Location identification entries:
((
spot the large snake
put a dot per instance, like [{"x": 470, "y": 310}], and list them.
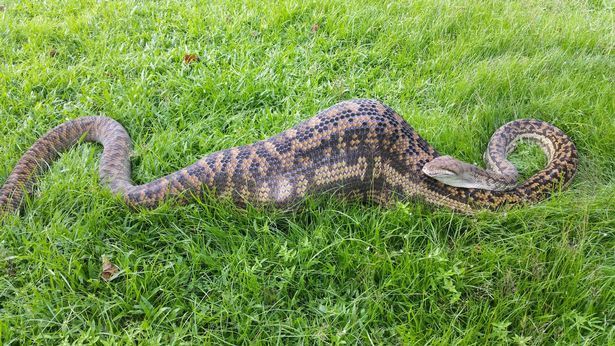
[{"x": 358, "y": 148}]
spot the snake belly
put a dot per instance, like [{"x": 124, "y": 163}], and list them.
[{"x": 359, "y": 149}]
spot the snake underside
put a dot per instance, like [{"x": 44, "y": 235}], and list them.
[{"x": 358, "y": 148}]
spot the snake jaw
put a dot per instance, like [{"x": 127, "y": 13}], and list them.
[{"x": 450, "y": 171}]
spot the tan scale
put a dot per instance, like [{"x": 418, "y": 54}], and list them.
[{"x": 361, "y": 148}]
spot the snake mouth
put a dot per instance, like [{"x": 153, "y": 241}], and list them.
[{"x": 437, "y": 173}]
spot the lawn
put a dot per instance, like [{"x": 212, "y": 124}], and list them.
[{"x": 332, "y": 271}]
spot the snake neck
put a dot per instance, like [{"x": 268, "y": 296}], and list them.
[{"x": 498, "y": 186}]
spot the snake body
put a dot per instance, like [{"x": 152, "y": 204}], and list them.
[{"x": 358, "y": 148}]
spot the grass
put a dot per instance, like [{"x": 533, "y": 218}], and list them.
[{"x": 333, "y": 271}]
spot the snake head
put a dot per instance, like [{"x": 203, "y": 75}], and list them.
[{"x": 453, "y": 172}]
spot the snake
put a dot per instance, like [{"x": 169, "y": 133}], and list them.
[{"x": 358, "y": 149}]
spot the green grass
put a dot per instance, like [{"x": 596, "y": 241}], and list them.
[{"x": 333, "y": 271}]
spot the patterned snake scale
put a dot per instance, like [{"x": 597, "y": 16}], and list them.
[{"x": 359, "y": 148}]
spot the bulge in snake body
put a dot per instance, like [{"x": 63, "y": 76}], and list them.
[{"x": 359, "y": 148}]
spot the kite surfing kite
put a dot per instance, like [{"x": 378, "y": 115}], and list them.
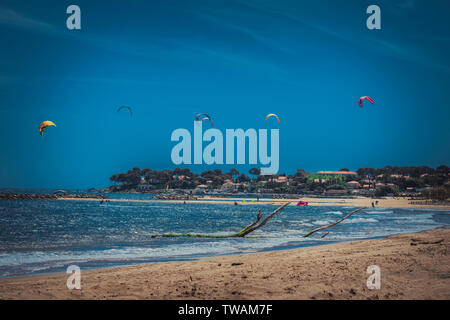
[
  {"x": 302, "y": 204},
  {"x": 206, "y": 117},
  {"x": 272, "y": 115},
  {"x": 125, "y": 107},
  {"x": 44, "y": 125},
  {"x": 360, "y": 100}
]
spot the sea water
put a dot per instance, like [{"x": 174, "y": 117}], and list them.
[{"x": 40, "y": 236}]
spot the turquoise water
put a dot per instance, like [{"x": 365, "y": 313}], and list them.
[{"x": 42, "y": 236}]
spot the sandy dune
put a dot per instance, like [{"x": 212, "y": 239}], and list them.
[{"x": 413, "y": 266}]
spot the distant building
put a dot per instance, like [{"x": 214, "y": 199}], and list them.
[
  {"x": 333, "y": 192},
  {"x": 145, "y": 187},
  {"x": 337, "y": 173},
  {"x": 229, "y": 186},
  {"x": 353, "y": 184}
]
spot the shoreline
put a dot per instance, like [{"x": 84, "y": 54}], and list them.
[
  {"x": 413, "y": 266},
  {"x": 387, "y": 202}
]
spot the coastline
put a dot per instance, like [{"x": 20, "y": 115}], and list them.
[
  {"x": 387, "y": 202},
  {"x": 413, "y": 266}
]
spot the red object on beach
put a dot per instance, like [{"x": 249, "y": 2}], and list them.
[{"x": 360, "y": 100}]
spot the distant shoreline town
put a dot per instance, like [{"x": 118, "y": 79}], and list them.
[{"x": 420, "y": 181}]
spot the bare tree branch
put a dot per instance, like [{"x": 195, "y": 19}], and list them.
[{"x": 334, "y": 223}]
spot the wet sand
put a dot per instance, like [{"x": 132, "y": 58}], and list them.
[
  {"x": 388, "y": 202},
  {"x": 413, "y": 266}
]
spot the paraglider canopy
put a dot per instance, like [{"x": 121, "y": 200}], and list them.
[
  {"x": 44, "y": 125},
  {"x": 360, "y": 100},
  {"x": 125, "y": 107},
  {"x": 272, "y": 115},
  {"x": 197, "y": 117}
]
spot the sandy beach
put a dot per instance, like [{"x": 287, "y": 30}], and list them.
[
  {"x": 387, "y": 202},
  {"x": 413, "y": 266}
]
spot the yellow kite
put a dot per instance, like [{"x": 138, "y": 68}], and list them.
[{"x": 44, "y": 125}]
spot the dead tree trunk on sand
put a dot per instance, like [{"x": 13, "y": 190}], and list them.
[
  {"x": 333, "y": 224},
  {"x": 250, "y": 228}
]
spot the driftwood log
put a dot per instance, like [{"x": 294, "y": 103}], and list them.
[
  {"x": 334, "y": 223},
  {"x": 245, "y": 231}
]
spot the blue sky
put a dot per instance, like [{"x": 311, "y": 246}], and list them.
[{"x": 307, "y": 61}]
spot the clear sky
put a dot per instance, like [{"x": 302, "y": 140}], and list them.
[{"x": 307, "y": 61}]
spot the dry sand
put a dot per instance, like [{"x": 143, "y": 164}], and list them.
[
  {"x": 388, "y": 202},
  {"x": 413, "y": 266}
]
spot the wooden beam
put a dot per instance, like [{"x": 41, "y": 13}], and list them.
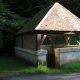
[
  {"x": 52, "y": 38},
  {"x": 38, "y": 41},
  {"x": 42, "y": 38}
]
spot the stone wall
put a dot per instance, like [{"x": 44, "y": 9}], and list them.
[
  {"x": 66, "y": 55},
  {"x": 34, "y": 57}
]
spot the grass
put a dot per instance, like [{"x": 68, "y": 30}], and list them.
[{"x": 12, "y": 65}]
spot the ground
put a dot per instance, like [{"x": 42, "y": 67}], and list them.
[{"x": 71, "y": 76}]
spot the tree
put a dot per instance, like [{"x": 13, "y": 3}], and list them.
[{"x": 10, "y": 23}]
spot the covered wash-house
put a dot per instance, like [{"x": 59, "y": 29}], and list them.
[{"x": 50, "y": 22}]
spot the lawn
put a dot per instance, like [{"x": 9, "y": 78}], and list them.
[{"x": 13, "y": 65}]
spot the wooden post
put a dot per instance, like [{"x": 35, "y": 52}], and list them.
[
  {"x": 68, "y": 39},
  {"x": 40, "y": 39}
]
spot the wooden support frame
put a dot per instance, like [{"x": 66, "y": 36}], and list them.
[
  {"x": 40, "y": 39},
  {"x": 68, "y": 38}
]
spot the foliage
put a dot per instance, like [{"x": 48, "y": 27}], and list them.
[
  {"x": 10, "y": 23},
  {"x": 7, "y": 66},
  {"x": 12, "y": 10}
]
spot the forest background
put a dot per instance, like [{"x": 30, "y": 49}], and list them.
[{"x": 14, "y": 14}]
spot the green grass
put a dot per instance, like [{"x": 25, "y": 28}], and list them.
[{"x": 12, "y": 65}]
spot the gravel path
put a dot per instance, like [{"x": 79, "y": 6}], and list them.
[{"x": 72, "y": 76}]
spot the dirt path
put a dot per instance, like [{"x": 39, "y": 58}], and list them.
[{"x": 72, "y": 76}]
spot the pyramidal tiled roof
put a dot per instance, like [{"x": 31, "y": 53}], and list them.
[{"x": 53, "y": 18}]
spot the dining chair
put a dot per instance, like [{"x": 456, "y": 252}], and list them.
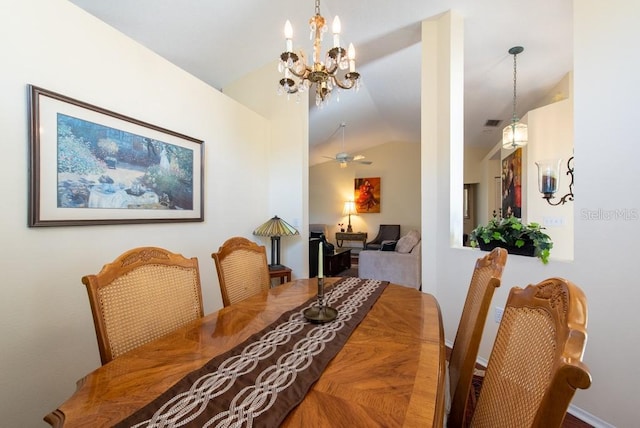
[
  {"x": 242, "y": 269},
  {"x": 536, "y": 364},
  {"x": 486, "y": 277},
  {"x": 143, "y": 294}
]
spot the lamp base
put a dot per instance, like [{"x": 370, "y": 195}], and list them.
[{"x": 320, "y": 314}]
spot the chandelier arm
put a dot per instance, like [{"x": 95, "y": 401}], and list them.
[
  {"x": 348, "y": 83},
  {"x": 303, "y": 75}
]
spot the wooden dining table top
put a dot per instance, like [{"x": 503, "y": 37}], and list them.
[{"x": 390, "y": 372}]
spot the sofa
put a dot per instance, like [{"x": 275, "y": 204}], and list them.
[{"x": 397, "y": 262}]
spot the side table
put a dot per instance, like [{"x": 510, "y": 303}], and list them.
[
  {"x": 284, "y": 274},
  {"x": 351, "y": 236}
]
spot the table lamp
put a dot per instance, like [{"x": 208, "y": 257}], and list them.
[
  {"x": 275, "y": 228},
  {"x": 349, "y": 208}
]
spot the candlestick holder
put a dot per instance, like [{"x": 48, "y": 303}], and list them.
[{"x": 321, "y": 313}]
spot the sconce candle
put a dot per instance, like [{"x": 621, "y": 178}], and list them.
[
  {"x": 320, "y": 257},
  {"x": 548, "y": 174}
]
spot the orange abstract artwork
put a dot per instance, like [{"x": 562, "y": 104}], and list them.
[{"x": 367, "y": 195}]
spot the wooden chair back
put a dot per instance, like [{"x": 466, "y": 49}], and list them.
[
  {"x": 486, "y": 277},
  {"x": 536, "y": 364},
  {"x": 242, "y": 269},
  {"x": 145, "y": 293}
]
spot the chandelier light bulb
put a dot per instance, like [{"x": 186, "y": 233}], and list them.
[
  {"x": 336, "y": 32},
  {"x": 288, "y": 35}
]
))
AIM: Put everything from the line containing "spot the table lamp" down to the end of the records into a Markdown table with columns Row and Line, numbering each row and leaving out blank lines.

TASK RESULT:
| Row | Line |
|---|---|
| 1 | spot the table lamp |
| 2 | put a dot per instance, like [{"x": 208, "y": 257}], and list them. |
| 3 | [ |
| 4 |   {"x": 275, "y": 228}, |
| 5 |   {"x": 349, "y": 208} |
| 6 | ] |
| 7 | spot the candlestick holder |
| 8 | put a dot per instance, like [{"x": 48, "y": 303}], and list them. |
| 9 | [{"x": 321, "y": 313}] |
| 10 | spot the sconce candle |
| 11 | put a dot per instance, like [{"x": 621, "y": 178}], and list them. |
| 12 | [ |
| 13 |   {"x": 320, "y": 257}, |
| 14 |   {"x": 548, "y": 174} |
| 15 | ] |
| 16 | spot the orange abstract artwork |
| 17 | put a dot per instance, like [{"x": 562, "y": 104}], and list them. |
| 18 | [{"x": 367, "y": 195}] |
| 19 | spot the wooden chair back |
| 20 | put a dot per instance, like [{"x": 466, "y": 49}], and list them. |
| 21 | [ |
| 22 |   {"x": 486, "y": 277}, |
| 23 |   {"x": 536, "y": 364}, |
| 24 |   {"x": 242, "y": 269}, |
| 25 |   {"x": 145, "y": 293} |
| 26 | ] |
| 27 | spot the chandelier light bulb |
| 28 | put a dot per instance, like [{"x": 186, "y": 233}], and list them. |
| 29 | [ |
| 30 |   {"x": 336, "y": 32}, |
| 31 |   {"x": 288, "y": 35} |
| 32 | ] |